::: ITEMS

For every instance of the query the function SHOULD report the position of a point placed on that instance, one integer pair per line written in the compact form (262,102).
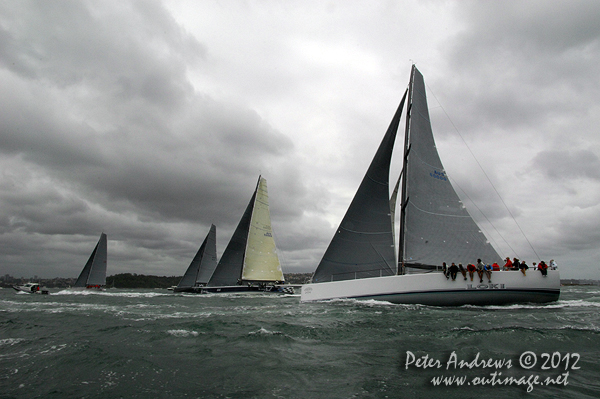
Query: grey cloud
(562,164)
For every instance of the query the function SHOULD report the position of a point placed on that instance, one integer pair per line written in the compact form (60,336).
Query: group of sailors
(487,269)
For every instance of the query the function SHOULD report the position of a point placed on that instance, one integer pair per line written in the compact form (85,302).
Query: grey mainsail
(363,245)
(204,263)
(435,226)
(229,268)
(94,271)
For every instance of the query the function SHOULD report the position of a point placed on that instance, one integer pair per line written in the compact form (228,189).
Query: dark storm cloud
(103,131)
(515,63)
(564,164)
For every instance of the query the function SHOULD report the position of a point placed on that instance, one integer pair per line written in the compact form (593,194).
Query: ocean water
(157,344)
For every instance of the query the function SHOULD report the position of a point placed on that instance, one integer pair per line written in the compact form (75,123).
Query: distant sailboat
(93,274)
(202,266)
(435,227)
(250,261)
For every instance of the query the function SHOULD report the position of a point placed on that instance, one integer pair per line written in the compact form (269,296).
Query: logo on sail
(439,175)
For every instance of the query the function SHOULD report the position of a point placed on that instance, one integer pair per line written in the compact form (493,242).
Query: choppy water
(156,344)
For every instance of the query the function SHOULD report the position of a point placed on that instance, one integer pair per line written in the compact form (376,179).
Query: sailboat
(250,261)
(93,274)
(435,227)
(203,265)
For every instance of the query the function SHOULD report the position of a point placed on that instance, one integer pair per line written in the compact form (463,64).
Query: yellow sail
(261,262)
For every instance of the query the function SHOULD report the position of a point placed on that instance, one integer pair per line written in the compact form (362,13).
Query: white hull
(506,287)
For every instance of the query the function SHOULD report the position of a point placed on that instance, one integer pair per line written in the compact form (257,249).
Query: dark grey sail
(436,227)
(94,271)
(203,265)
(229,268)
(363,245)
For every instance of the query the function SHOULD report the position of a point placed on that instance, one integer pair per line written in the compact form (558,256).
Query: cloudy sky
(150,120)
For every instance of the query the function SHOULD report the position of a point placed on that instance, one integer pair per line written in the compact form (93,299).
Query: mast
(404,195)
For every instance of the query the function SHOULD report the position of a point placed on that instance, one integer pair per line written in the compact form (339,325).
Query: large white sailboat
(250,261)
(203,265)
(93,274)
(435,227)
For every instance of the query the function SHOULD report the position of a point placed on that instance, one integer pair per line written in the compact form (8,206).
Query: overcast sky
(150,120)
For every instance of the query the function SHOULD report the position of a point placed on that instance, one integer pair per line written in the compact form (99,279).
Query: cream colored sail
(261,262)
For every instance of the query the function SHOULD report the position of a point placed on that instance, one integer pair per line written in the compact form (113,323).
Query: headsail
(363,245)
(436,227)
(94,271)
(229,268)
(203,264)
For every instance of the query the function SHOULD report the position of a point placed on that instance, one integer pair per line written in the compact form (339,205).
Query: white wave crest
(10,341)
(264,331)
(183,333)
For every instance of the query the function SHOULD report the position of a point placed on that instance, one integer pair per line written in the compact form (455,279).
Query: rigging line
(485,174)
(454,183)
(280,256)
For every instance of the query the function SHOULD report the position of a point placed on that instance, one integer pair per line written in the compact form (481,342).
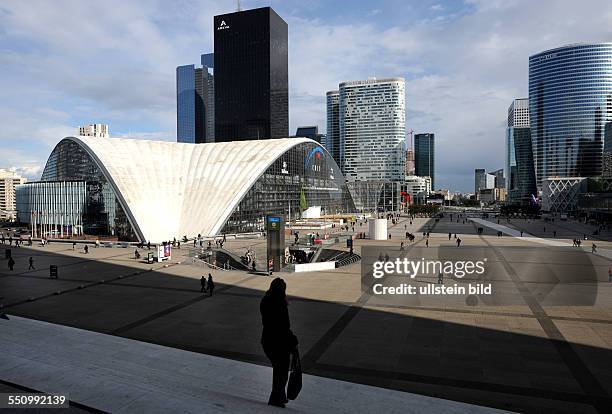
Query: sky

::::::

> **WHAT YOU HAVE TO DO**
Rewrite the data from the line containing "compact form (8,206)." through the end of the data as a numbered list, leaving out blank lines and pictures.

> **SOLVED EXERCISE**
1. For every instance of the query the function SHOULD report the position of a point placed on that instance, one integer pair per line written in the compact form (8,206).
2. Query: overcast sky
3. (150,120)
4. For every instance of the query the function SHOULD report the position of a point placed on that instance, one integer pair per line written in the compact form (99,279).
5. Query: cream colored sail
6. (261,262)
7. For every instance of the query the function SHOULD report the position of a point placed on that instance, one integer pair per line written in the compact form (113,323).
8. Query: headsail
9. (363,245)
10. (436,227)
11. (94,271)
12. (229,268)
13. (203,264)
14. For every instance of the query the function SHOULD report the position of a point placed on that instance, one integer pair per line written in the compact form (339,205).
15. Query: white wave crest
16. (10,341)
17. (264,331)
18. (183,333)
19. For every instance of the query the function SHOULD report the position of a point placed on that instance, one integer pair per line written in the compact form (455,279).
20. Query: rigging line
21. (485,174)
22. (454,183)
23. (280,256)
24. For every instance of the query the function SHOULD report the position of a point placed on that instance, one integer pair per line written in the compact form (481,342).
25. Query: sky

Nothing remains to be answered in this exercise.